>> BEGIN

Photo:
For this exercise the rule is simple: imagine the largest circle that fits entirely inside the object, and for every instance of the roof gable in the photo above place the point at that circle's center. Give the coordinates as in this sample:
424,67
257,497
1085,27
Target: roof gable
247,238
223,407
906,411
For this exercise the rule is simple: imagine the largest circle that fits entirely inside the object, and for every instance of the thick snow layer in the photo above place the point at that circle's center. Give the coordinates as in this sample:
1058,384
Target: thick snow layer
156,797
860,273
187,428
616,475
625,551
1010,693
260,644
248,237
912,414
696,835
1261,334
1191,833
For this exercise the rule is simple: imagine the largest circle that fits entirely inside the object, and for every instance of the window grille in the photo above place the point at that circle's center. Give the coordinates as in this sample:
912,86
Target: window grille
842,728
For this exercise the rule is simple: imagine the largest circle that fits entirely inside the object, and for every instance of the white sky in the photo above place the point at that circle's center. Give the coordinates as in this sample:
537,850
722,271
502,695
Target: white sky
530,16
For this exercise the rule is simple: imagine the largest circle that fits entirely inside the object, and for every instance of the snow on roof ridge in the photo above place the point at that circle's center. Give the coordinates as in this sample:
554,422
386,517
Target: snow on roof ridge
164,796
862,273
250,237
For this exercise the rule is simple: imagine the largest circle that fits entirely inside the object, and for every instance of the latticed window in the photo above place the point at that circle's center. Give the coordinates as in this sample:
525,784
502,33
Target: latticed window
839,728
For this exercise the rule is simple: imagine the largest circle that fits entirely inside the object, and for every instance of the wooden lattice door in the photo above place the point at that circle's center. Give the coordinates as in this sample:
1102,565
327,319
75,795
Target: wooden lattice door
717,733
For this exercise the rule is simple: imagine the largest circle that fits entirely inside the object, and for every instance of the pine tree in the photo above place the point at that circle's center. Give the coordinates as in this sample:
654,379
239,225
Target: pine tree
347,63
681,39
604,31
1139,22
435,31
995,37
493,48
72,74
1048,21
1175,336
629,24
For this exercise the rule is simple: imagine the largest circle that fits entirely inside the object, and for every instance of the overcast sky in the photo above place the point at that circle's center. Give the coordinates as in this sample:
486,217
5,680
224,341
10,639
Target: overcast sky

>> END

Written instruction: Send back all of the entries exactly, with nothing missing.

Answer to the task:
Photo:
For this exercise the rule is simple: imagine the largest circle that fits entirely inside the object, and for every instance of the roof gable in the photo above place the point at that circle's center. Give the coordinates as in this sample:
424,67
257,497
1085,27
Target: roof gable
247,238
223,407
906,411
For this exercise the rule is simple: imagine the largest circle that fits entirely inside the object, and for every instance of the thick snow layer in the photo above place the point at that circle's center. Give the coordinates as in this sample:
1058,384
Target: thick snow layer
156,797
860,273
187,428
616,475
625,551
1010,693
260,644
248,237
912,414
696,835
1261,334
1191,833
For this exercise the rule is simple: imagine the largest circle that fits entirely inside the object, and for every instance of the window grille in the photo above place the point at that circle's center. Give the coordinates as in this sample:
912,86
Target: window grille
842,728
For this exercise the rule is simple: imagine the largest circle that fits entirely inside the object, and for every instance of the white sky in the photo above place the point at that circle's center. Give the coordinates as in this sample:
537,850
722,271
502,695
Target: white sky
530,16
For this exercise the rule is simple: imagine the largest circle that fits entirely inside the object, and for every instance of the snow on roof ridge in the photo above place the point at that circle's center. Give the coordinates as in this sample:
554,422
386,517
Target: snow on roof ridge
164,796
862,273
250,237
For this exercise the rule is simple: imagine the largest circle that fits entirely inside the object, and for every instance of the latticed window in the photo above place the point at that circle's center. Give the coordinates as in this sample:
525,784
502,33
Target: latticed window
839,728
For this exercise the rule is simple: imagine the largest circle that fits entirely inside the object, and for every instance of the wooden lattice door in the photo above place the point at that circle's center. Give the coordinates as in this sample:
1102,565
327,319
75,795
Target: wooden lattice door
717,733
For this exercise the rule is simple: imagine the largest circle that fits entirely inside the object, and for every instance of the pine tree in the photo above place the point at that circle's center. Give the coordinates as in this sample:
654,379
239,225
Target: pine tree
347,63
681,39
604,31
1139,22
435,31
995,37
493,48
72,74
1048,21
1175,336
629,24
For this exercise the rule is simple: imagine the largest circle that fits entirely inside the object, and for every instance of the overcast sky in the photo above place the point at that circle's center. Give the coordinates as in this sample:
486,217
5,680
224,341
10,639
Target: overcast sky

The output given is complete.